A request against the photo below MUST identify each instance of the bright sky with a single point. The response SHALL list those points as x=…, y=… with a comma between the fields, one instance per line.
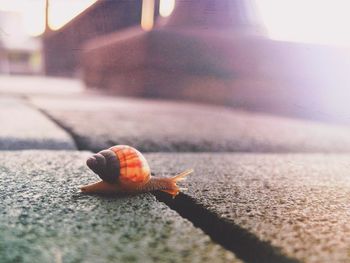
x=309, y=21
x=32, y=12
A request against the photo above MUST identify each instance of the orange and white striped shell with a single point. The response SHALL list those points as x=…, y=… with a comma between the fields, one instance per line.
x=121, y=164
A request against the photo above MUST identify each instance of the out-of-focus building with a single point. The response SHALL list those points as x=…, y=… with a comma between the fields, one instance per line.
x=63, y=47
x=19, y=53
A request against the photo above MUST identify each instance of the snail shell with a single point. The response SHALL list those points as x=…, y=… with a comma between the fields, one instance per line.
x=121, y=164
x=124, y=169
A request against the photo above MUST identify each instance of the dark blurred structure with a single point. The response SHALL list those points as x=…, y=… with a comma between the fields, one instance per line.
x=189, y=55
x=62, y=48
x=212, y=51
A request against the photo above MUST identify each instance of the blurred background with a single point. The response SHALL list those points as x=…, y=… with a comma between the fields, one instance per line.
x=286, y=57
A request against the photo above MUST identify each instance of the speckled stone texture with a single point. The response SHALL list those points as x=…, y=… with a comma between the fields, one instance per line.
x=44, y=218
x=23, y=127
x=149, y=125
x=299, y=203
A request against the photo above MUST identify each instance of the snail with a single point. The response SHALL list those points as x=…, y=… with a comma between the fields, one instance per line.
x=123, y=169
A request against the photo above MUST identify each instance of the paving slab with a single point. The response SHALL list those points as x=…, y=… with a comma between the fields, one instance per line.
x=44, y=218
x=299, y=203
x=24, y=127
x=152, y=125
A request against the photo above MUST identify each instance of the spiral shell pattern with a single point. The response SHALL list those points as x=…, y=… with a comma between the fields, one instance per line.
x=134, y=169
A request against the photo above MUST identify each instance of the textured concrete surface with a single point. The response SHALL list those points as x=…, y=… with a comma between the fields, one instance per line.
x=44, y=218
x=299, y=203
x=149, y=125
x=23, y=127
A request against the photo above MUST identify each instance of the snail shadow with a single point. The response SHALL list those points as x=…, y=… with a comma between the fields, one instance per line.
x=106, y=196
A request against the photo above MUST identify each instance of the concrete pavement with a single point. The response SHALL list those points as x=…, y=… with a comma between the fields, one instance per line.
x=284, y=201
x=23, y=127
x=44, y=218
x=97, y=122
x=298, y=203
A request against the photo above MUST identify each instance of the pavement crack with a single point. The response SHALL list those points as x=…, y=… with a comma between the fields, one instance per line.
x=240, y=241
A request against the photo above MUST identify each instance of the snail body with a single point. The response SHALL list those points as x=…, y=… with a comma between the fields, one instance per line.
x=123, y=169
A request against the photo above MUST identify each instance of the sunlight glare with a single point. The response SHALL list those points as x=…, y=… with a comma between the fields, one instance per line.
x=63, y=11
x=31, y=13
x=147, y=15
x=166, y=7
x=308, y=21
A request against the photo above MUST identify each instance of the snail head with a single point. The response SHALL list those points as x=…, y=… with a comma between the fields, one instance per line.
x=106, y=165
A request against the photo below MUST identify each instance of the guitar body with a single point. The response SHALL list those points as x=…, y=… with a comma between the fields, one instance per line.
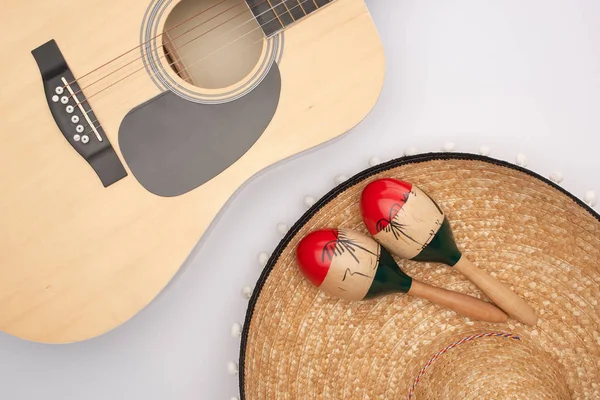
x=79, y=257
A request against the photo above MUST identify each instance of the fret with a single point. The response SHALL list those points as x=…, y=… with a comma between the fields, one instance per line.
x=265, y=16
x=309, y=5
x=295, y=9
x=281, y=11
x=275, y=15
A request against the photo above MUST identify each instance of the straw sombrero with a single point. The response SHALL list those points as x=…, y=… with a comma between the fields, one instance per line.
x=300, y=343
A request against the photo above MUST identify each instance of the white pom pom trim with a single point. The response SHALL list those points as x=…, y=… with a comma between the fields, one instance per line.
x=521, y=160
x=373, y=161
x=236, y=329
x=232, y=368
x=411, y=151
x=340, y=179
x=282, y=228
x=263, y=258
x=449, y=146
x=556, y=177
x=309, y=201
x=247, y=292
x=591, y=198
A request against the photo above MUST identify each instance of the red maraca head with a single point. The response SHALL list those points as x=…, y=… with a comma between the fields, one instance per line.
x=342, y=263
x=381, y=200
x=311, y=254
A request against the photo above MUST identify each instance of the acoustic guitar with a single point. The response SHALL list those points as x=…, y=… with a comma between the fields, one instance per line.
x=127, y=125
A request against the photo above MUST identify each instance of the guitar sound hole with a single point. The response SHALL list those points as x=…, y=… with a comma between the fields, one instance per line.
x=212, y=44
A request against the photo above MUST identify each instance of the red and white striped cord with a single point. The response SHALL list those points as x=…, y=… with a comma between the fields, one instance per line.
x=451, y=346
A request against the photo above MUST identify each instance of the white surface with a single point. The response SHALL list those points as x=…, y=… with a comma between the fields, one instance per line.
x=517, y=76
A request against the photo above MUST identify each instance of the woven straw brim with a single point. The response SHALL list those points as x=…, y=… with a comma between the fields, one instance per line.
x=299, y=343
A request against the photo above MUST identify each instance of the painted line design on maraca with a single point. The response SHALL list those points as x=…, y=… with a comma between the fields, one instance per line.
x=390, y=204
x=345, y=264
x=352, y=266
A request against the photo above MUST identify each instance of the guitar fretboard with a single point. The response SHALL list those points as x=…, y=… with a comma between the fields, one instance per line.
x=275, y=15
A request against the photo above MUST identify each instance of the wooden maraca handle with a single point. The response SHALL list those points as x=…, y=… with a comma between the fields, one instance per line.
x=500, y=294
x=461, y=303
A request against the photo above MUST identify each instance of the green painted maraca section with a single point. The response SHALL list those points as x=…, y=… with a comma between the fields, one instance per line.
x=389, y=278
x=442, y=248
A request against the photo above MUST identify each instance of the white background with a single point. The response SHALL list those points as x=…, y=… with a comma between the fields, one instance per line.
x=518, y=76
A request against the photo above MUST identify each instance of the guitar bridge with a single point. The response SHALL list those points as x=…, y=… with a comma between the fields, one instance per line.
x=74, y=116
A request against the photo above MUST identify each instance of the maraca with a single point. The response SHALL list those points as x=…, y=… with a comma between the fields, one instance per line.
x=410, y=224
x=347, y=264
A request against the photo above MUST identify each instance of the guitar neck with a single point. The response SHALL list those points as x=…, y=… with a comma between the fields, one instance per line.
x=276, y=15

+++

TASK DIRECTIONS
Without the pictures, reproduce every line of the records above exactly.

SOLUTION TO THE EXERCISE
A request against the photo below MUST identify each instance of the bright sky with a single point. The response SHALL list those points as x=…, y=… with a comma between the fields, one instance per line.
x=309, y=21
x=32, y=12
A request against the photo above MUST identify each instance of the orange and white striped shell with a single point. The response SHALL list those points as x=…, y=… with a comma between the fields, one instance per line.
x=121, y=164
A request against the photo above MUST identify each instance of the out-of-focus building with a single point. The response SHALL list those points as x=…, y=… with a comma between the fields, one instance per line.
x=63, y=47
x=19, y=53
A request against the photo above MUST identify each instance of the snail shell with a single point. The response SHALL list those points as x=…, y=… with a comma between the fields, one instance per line.
x=121, y=164
x=124, y=169
A request against the photo above MUST identify each instance of the dark blurred structure with a single point. The response SHALL list those points as x=…, y=… with a comma between the fields, one instance per line.
x=189, y=55
x=62, y=48
x=212, y=51
A request against the photo above MUST identify each instance of the blurred background with a single point. The response SHALL list those points as x=…, y=… with a comma between the fields, one instance per line.
x=286, y=57
A request against the photo above MUST identify each instance of the speckled stone texture with a single point. The response SHALL list those points as x=…, y=… with a comma between the fields, one instance per line.
x=44, y=218
x=23, y=127
x=149, y=125
x=299, y=203
A request against the photo above MUST identify each instance of the snail with a single point. The response SHALL list those points as x=…, y=… with a comma between the fields, one instance per line.
x=123, y=169
A request against the photo above MUST identify each instance of the paving slab with a single point. The response SHALL list those points as x=…, y=… with a comma between the fields, one instance per line.
x=44, y=218
x=299, y=203
x=24, y=127
x=152, y=125
A request against the photo above MUST identify each instance of the spiral shell pattern with a single point. The response SHALL list those points as x=…, y=… with a comma between the fields, one instance per line.
x=134, y=169
A request against the photo above MUST identify each instance of the textured concrete surface with a single point. The response SHALL list those points as x=…, y=… with a comma between the fields, one instance per line.
x=44, y=218
x=299, y=203
x=149, y=125
x=23, y=127
A request against the photo above MUST identify each instance of the snail shadow with a single point. The response SHALL list those points as x=…, y=… with a comma between the fields, one instance per line.
x=106, y=196
A request against the photo above MUST identify each instance of the concrete pavement with a single point. The response SHALL list those points as x=…, y=… with a comma between the fields, one instance per line.
x=284, y=201
x=23, y=127
x=44, y=218
x=97, y=122
x=298, y=203
A request against the photo above MUST identify each instance of the pavement crack with a single point. The response SHALL list those points as x=…, y=… with a comma between the fields, one instance per line.
x=240, y=241
A request against the photo above MUST identify each instance of the snail body with a single point. The response SHALL list those points as x=…, y=… with a comma between the fields, one instance per line.
x=123, y=169
A request against the photo above MUST identify each instance of the sunlight glare with a single point. The response SHALL list those points as x=…, y=… with a comma between the fields, one instance per line.
x=63, y=11
x=31, y=13
x=147, y=15
x=166, y=7
x=308, y=21
A request against the photo above MUST identify each instance of the snail head with a single point. The response SHALL list those points as x=…, y=… with a comma between the fields, one instance per line.
x=106, y=165
A request against the photo below MUST identify each instance of the guitar body with a single point. The response SHALL list those points as x=…, y=… with a comma between the fields, one instance per line.
x=79, y=257
A request against the photo above MUST identify each instance of the fret with a single point. The response SHALL list those points as x=…, y=… with a comma between the fields, one instance per line.
x=265, y=16
x=309, y=5
x=295, y=9
x=281, y=11
x=275, y=15
A request against the photo above MUST identify each instance of the straw sombrero with a single point. The response SHALL list those points as x=…, y=… with a comma between the fields, one instance per line.
x=300, y=343
A request against the photo above MUST identify each instance of the white pom pom trim with a single point. The response SHALL list those points as x=…, y=… with a comma between the fields, one instance per line.
x=521, y=160
x=373, y=161
x=236, y=329
x=232, y=368
x=411, y=151
x=340, y=179
x=282, y=228
x=263, y=258
x=449, y=146
x=556, y=177
x=309, y=201
x=247, y=292
x=591, y=198
A request against the photo above MUST identify each instance of the red maraca head with a single point. The response SHALL list those points as x=…, y=… with a comma between the fields, one instance per line.
x=342, y=263
x=381, y=200
x=311, y=254
A request against the photo above MUST identify each instance of the acoustic guitar with a single point. The response SHALL list those points as x=…, y=… with a comma between the fields, one instance per line.
x=127, y=125
A request against the photo above MUST identify each instance of the guitar sound hole with a single point. The response SHALL list those points as x=…, y=… with a comma between the fields, one instance per line.
x=212, y=44
A request against the photo above MUST identify each instance of the red and white striped cord with a single point. The response SHALL list those points as x=…, y=… with a comma between the fields, one instance per line.
x=451, y=346
A request against the photo above MUST identify each instance of the white surface with a single point. The response SHALL list those points as x=…, y=… with a comma between the fields, one instance per line.
x=517, y=76
A request against the photo above MUST identify each instance of the woven straw brim with a single point. The response SHALL list those points as x=…, y=… with a comma between the fields, one instance per line.
x=299, y=343
A request against the photo above MUST identify each instance of the painted line design on maraca with a single point. The response SHALL list those points as x=…, y=… with a comma between the fields, one instance per line.
x=390, y=204
x=345, y=264
x=352, y=266
A request against the photo above MUST identify each instance of the guitar fretboard with a single point. The response SHALL list those points as x=…, y=… with a comma between the fields, one instance per line.
x=275, y=15
A request against the photo above MUST identify each instance of the wooden maraca handle with a single point. The response SHALL list those points as x=…, y=… with a comma between the fields, one instance per line.
x=500, y=294
x=461, y=303
A request against the photo above MUST identify each instance of the green painted maraca section with a single point. The response SHALL list those points as x=…, y=… with a comma between the fields, one instance per line.
x=389, y=278
x=442, y=248
A request against the photo above MUST identify each instance of the white background with a single point. The response SHALL list those points as x=…, y=… with a comma between the fields, one instance per line.
x=518, y=76
A request against the photo above MUST identify each instance of the guitar bridge with a single point. The response SHALL list those points as x=…, y=… with a comma between the fields, one instance per line.
x=74, y=116
A request against the photo above MUST identify each instance of the maraca with a single point. The response SHALL list those points as x=…, y=… with a comma between the fields, one instance per line.
x=410, y=224
x=347, y=264
A request against the photo above MUST identify each instance of the guitar neck with a single point. The response SHALL list those points as x=…, y=… with a comma between the fields, one instance per line.
x=276, y=15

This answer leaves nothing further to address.